WRITTEN PROBLEM 1: Shorten the paragraph in the Fling page that begins "Rather than increasing interaction density" into one sentence, keeping its main facts.
WRITTEN PROBLEM 2: According to the Fling page, how long were the release cycles?

Fling, Series A: $21M Raised
FLING
Series A: $21M Raised
A venture-backed dating platform focused on social connection, events, and marketplace-driven engagement.
Consumer Research & Insights
Led workshops, user interviews, and structured surveys to validate product-market fit.
Developed comprehensive consumer research reports with:
Behavioral segmentation
User personas & archetypes
Dating motivations & friction analysis
Feature desirability mapping
Translated qualitative and quantitative findings into actionable product strategy.
Impact: Ensured roadmap decisions were evidence-based and aligned with user needs at scale.
UX Strategy & Product Design
Created low- and high-fidelity wireframes across core product flows.
Developed interactive prototypes to test usability before engineering investment.
Designed and optimized:
Onboarding journey
Messaging experience
Social network layer
Events & Groups discovery
Marketplace interactions
Impact: Reduced usability friction and improved early user engagement metrics.
Business Analysis & Technical Documentation
Authored detailed Technical Requirement Documents (TRDs) for:
Onboarding
Messaging
Social Network
Events
Groups
Marketplace
Each included:
Defined user stories
Acceptance criteria
Edge cases
Functional specifications
User journey mapping
KPI alignment
Impact: Streamlined engineering execution and reduced ambiguity across cross-functional teams.
Product Roadmap & Project Management
Built and maintained a multi-quarter product roadmap aligned with Series A growth targets.
Created IT project management Gantt charts to track dependencies, sprints, and feature releases.
Coordinated between engineering, design, marketing, and leadership stakeholders.
Impact: Maintained delivery cadence and alignment during rapid scaling.
Agile Product Leadership
Led daily stand-ups and sprint planning sessions.
Operated in two-week release cycles to rapidly test and iterate.
Implemented hypothesis-driven feature launches.
Gathered user feedback post-release to validate assumptions.
Impact: Enabled rapid experimentation and continuous product optimization.
Quality Assurance & UAT
Conducted User Acceptance Testing (UAT) prior to production releases.
Logged and prioritized bugs in collaboration with QA engineers.
Ensured feature stability and production readiness.
Impact: Maintained product reliability during accelerated release cycles.
From Dating App to Predictive Intelligence Platform
Let me start with a structural shift.
Historically, dating platforms have optimized engagement volume — swipes, time spent, and match count. That model maximizes activity, not outcomes.
What we are building instead is a decision-quality optimization engine.
On the left side of this slide, you see the legacy metrics framework — swipe volume and match count. On the right, you see our framework — compatibility probability, date conversion, and relationship durability.
The difference is fundamental.
Rather than increasing interaction density, we increase connection probability. This reframes the company from a media-style engagement business into a predictive infrastructure platform.
The strategic implication is that value scales with intelligence accumulation, not with superficial activity.
Intelligence Stack Overview
This slide outlines our full intelligence stack.

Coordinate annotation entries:
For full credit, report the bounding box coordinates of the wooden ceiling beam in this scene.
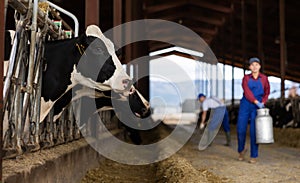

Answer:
[145,0,186,15]
[184,14,225,26]
[188,0,232,14]
[188,26,218,36]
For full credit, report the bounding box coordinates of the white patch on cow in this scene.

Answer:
[72,87,110,101]
[135,89,150,109]
[94,106,114,114]
[71,66,111,91]
[86,25,131,92]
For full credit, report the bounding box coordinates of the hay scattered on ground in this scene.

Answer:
[274,128,300,148]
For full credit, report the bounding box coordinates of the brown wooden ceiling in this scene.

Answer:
[144,0,300,82]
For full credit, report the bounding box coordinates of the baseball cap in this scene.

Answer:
[249,57,260,64]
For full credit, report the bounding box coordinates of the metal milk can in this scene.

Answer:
[255,108,274,144]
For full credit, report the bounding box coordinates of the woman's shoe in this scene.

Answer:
[238,149,247,161]
[249,158,257,164]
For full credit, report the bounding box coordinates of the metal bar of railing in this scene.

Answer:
[47,1,79,37]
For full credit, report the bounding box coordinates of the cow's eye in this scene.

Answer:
[96,47,104,54]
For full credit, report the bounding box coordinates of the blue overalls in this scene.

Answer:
[237,77,264,158]
[222,109,230,132]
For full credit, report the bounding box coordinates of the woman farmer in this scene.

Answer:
[237,58,270,163]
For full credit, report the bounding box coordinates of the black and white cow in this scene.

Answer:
[40,25,150,122]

PROBLEM SOLUTION 1: Fling raises connection probability instead of interaction density, turning the company from a media-style engagement business into a predictive infrastructure platform.

PROBLEM SOLUTION 2: Two weeks.